A hipótese de desenvolvimento do turismo foi arredada após a independência, ao tempo por razões ideológicas ligadas ao desiderato de construção do homem novo são-tomense, a preservar do decadentismo capitalista inevitavelmente veiculado pelos turistas[25]. Hoje, aventa-se que, enquanto pequeno Estado insular, o arquipélago tem no turismo uma alternativa de desenvolvimento[26]. Contudo, afora a morfologia do território, as aludidas periferização e ausência de economias de escala são um entrave ao turismo, acerca do qual lavram ilusões, entre elas, a de que se logra uma procura turística celeremente e só pela oferta de um património paisagístico julgado ímpar. O isolamento ajuda a criar esta expectativa enganadora, porquanto os fluxos turísticos internacionais levam tempo a cimentar, além de que o país carece de estruturas e de uma cultura de turismo.

Aos óbices em matéria de fornecimento de água e de energia, acresce a degradação do meio ambiental. A construção civil suscitou a extracção de inertes das praias, prejudicando o seu uso. Aliás, o turismo de massas – incluindo o dos são-tomenses – não deixa de danificar as praias[27], algumas das quais entrementes vedadas por habitações de ilhéus endinheirados. O turismo ecológico perfila-se como uma possibilidade, conquanto não se o deva conceber como fonte de réditos significativos.

> Os dados

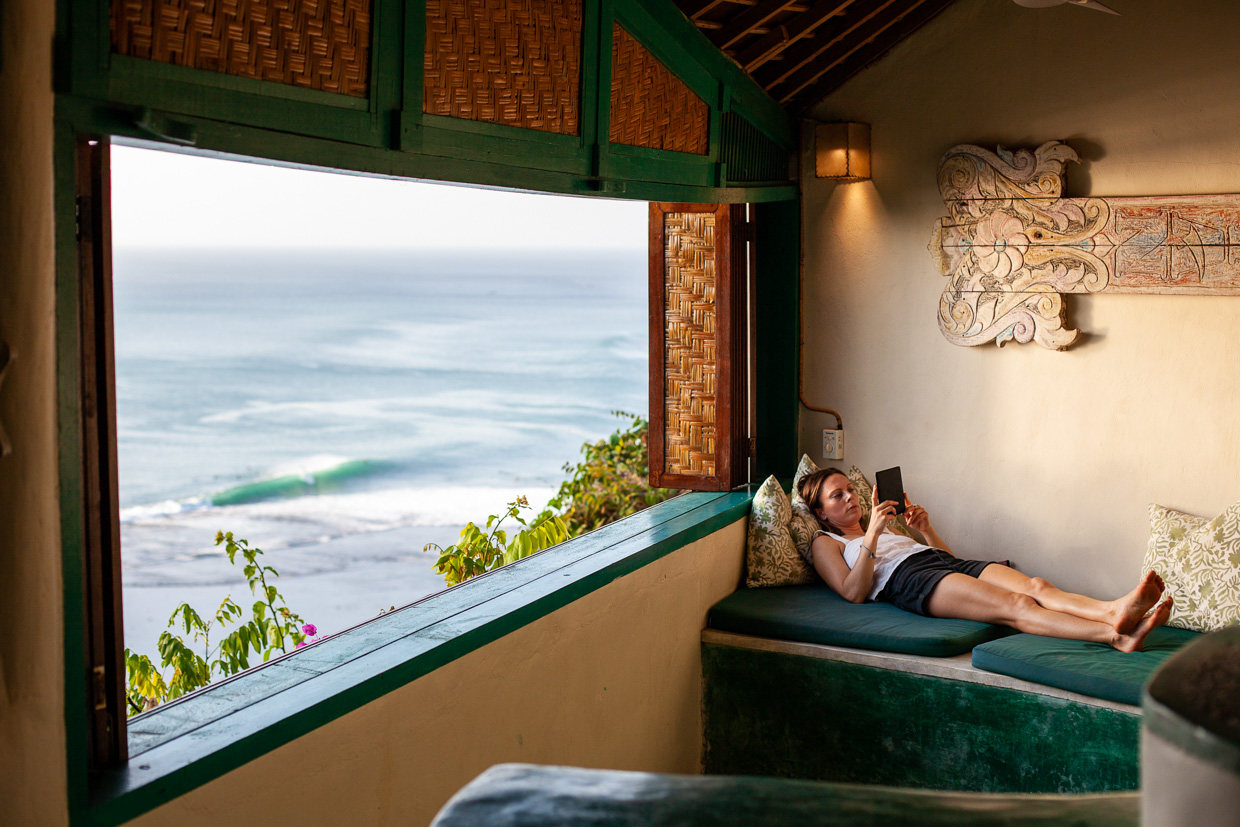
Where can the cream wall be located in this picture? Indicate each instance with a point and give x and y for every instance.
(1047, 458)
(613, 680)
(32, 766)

---

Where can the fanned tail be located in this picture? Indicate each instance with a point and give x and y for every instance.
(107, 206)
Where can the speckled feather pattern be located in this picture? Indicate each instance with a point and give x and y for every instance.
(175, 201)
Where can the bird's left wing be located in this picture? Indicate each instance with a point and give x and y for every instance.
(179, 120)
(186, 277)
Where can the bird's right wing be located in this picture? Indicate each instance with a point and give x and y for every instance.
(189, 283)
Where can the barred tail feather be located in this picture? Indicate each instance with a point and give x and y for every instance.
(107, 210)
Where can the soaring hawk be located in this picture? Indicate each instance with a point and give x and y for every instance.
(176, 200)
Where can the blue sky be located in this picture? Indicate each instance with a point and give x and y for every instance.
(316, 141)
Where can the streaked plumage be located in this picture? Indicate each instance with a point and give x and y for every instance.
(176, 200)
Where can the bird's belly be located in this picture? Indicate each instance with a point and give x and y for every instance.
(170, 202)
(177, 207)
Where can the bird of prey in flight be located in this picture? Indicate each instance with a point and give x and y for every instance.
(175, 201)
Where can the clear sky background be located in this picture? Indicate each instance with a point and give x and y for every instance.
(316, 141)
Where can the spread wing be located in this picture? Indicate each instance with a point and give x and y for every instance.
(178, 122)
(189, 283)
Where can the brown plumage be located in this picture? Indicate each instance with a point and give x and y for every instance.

> Questões de leitura
1: De acordo com o trecho do texto, o que a construção civil levou a tirar das praias?
2: Transcreva do trecho do texto a parte que vai desde "Aos óbices em" até "de réditos significativos.", incluindo estas últimas palavras.
Os dados não contam para nada aqui.

> Respostas por ordem
1: Levou à extração de inertes das praias.

2:
Aos óbices em matéria de fornecimento de água e de energia, acresce a degradação do meio ambiental. A construção civil suscitou a extracção de inertes das praias, prejudicando o seu uso. Aliás, o turismo de massas – incluindo o dos são-tomenses – não deixa de danificar as praias[27], algumas das quais entrementes vedadas por habitações de ilhéus endinheirados. O turismo ecológico perfila-se como uma possibilidade, conquanto não se o deva conceber como fonte de réditos significativos.